Extracted entries:
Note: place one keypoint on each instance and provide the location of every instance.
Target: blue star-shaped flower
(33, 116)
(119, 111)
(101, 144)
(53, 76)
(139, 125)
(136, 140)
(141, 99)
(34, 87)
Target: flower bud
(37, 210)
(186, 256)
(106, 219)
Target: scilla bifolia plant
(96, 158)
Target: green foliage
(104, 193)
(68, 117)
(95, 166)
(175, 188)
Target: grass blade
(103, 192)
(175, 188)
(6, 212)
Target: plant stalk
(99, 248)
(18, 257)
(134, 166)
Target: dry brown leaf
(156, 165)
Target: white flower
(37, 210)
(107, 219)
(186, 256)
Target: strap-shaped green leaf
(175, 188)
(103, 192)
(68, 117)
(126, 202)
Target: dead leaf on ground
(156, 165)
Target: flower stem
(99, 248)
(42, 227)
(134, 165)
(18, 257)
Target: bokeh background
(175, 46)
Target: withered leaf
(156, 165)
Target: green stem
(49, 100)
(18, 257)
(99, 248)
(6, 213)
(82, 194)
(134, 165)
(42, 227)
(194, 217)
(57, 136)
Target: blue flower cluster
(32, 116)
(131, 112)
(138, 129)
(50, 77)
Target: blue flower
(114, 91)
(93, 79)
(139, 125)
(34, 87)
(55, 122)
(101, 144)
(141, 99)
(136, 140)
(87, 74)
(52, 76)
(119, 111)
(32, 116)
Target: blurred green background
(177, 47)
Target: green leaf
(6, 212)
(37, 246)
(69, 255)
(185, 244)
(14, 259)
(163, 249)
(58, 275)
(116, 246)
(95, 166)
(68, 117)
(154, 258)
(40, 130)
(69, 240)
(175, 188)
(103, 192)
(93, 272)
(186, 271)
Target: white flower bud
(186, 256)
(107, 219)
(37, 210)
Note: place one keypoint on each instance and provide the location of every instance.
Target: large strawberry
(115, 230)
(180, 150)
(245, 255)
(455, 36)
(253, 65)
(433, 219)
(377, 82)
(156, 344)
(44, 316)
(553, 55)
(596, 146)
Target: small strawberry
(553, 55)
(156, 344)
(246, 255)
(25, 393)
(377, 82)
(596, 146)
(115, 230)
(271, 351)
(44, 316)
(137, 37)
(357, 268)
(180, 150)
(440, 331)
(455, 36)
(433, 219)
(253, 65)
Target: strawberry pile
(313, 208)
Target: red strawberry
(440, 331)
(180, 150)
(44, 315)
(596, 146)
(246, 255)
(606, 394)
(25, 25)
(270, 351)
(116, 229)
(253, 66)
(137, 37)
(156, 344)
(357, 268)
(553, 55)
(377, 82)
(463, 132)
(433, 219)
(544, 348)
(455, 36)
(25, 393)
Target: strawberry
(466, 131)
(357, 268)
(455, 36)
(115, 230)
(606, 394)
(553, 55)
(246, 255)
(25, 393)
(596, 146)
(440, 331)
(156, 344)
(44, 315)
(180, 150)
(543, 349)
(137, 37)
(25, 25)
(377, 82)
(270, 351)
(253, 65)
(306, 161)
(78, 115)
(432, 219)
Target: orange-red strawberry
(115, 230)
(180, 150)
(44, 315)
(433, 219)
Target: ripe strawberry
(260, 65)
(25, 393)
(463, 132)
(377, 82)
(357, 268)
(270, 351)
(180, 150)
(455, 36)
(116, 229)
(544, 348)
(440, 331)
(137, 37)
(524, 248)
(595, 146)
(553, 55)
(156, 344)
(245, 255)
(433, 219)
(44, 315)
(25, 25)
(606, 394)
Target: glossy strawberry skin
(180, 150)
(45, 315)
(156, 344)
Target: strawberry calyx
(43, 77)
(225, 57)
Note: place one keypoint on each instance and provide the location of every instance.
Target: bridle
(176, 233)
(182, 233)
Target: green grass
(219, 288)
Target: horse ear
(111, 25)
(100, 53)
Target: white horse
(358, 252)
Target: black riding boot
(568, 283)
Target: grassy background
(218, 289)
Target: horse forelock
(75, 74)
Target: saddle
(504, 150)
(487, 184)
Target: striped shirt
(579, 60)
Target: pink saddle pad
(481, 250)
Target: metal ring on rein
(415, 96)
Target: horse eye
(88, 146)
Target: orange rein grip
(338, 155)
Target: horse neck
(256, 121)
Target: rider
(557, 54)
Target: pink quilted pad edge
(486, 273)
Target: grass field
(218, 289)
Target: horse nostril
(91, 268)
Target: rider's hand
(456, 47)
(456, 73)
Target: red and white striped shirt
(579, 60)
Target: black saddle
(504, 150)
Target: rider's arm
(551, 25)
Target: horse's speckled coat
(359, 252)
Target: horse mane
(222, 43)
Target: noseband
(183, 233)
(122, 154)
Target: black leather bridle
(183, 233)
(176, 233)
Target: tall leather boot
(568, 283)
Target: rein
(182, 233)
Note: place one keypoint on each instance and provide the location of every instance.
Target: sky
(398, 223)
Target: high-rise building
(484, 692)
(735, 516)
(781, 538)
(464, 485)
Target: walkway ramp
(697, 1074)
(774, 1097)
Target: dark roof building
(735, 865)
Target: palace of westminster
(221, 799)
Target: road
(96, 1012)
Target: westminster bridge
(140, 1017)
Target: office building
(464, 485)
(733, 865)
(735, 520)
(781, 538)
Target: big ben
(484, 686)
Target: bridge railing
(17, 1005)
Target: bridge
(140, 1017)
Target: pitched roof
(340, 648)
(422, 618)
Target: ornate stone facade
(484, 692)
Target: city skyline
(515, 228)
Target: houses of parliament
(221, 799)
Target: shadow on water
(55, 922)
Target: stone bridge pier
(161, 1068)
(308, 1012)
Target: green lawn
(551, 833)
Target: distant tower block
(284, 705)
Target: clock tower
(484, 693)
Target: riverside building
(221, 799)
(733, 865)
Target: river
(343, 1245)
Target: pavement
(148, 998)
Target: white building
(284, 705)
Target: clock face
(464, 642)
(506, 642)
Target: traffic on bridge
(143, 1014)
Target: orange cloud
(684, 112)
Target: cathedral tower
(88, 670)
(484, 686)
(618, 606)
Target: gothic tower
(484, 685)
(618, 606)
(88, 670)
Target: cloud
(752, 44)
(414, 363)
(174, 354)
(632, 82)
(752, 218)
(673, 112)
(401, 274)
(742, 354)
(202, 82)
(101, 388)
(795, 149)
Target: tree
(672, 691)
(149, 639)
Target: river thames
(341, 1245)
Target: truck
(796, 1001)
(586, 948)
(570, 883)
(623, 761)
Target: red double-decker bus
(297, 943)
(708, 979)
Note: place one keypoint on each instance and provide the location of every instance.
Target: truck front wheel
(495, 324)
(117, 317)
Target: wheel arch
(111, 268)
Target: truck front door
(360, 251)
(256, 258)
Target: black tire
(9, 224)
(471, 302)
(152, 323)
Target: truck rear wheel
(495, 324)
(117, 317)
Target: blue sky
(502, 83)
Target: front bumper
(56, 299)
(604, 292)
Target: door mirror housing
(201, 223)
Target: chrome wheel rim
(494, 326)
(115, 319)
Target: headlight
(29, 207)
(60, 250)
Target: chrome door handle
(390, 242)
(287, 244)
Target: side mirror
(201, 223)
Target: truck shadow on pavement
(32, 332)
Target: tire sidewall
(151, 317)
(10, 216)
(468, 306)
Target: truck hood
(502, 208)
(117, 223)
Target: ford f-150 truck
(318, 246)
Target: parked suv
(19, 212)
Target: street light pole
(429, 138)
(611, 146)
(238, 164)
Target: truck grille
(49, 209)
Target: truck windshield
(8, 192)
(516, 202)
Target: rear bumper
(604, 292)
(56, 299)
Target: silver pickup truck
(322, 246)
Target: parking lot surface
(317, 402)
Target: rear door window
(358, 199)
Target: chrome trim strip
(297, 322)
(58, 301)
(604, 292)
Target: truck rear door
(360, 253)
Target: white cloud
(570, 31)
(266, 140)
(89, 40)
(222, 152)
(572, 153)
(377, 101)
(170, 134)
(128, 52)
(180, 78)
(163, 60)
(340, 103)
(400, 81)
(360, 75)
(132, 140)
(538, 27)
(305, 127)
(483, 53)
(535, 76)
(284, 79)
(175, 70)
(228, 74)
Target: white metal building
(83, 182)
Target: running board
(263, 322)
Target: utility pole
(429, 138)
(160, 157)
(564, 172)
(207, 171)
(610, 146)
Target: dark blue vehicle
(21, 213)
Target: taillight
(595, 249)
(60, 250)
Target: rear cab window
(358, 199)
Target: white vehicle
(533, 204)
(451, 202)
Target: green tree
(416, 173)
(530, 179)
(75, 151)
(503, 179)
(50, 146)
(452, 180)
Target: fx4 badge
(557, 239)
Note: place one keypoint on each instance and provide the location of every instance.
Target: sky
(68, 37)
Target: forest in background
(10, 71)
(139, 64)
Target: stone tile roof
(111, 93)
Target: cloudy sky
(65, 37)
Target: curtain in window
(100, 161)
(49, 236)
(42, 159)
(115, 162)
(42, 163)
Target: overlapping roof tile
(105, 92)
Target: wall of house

Work required:
Take every line from the one containing "Target: running board" to the end of the listing and output it exactly, with nothing else.

The answer:
Target: running board
(263, 322)
Target: utility pole
(429, 138)
(160, 157)
(564, 172)
(207, 171)
(610, 146)
Target: dark blue vehicle
(21, 213)
Target: taillight
(595, 249)
(60, 250)
Target: rear cab window
(358, 199)
Target: white vehicle
(533, 204)
(451, 202)
Target: green tree
(416, 173)
(530, 179)
(75, 151)
(503, 179)
(50, 146)
(452, 180)
Target: fx4 badge
(557, 239)
Note: place one keypoint on each instance and provide the location of every instance.
Target: sky
(68, 37)
Target: forest in background
(10, 71)
(139, 64)
Target: stone tile roof
(111, 93)
Target: cloudy sky
(65, 37)
Target: curtain in window
(100, 161)
(49, 236)
(42, 159)
(115, 162)
(42, 163)
Target: overlapping roof tile
(105, 92)
Target: wall of house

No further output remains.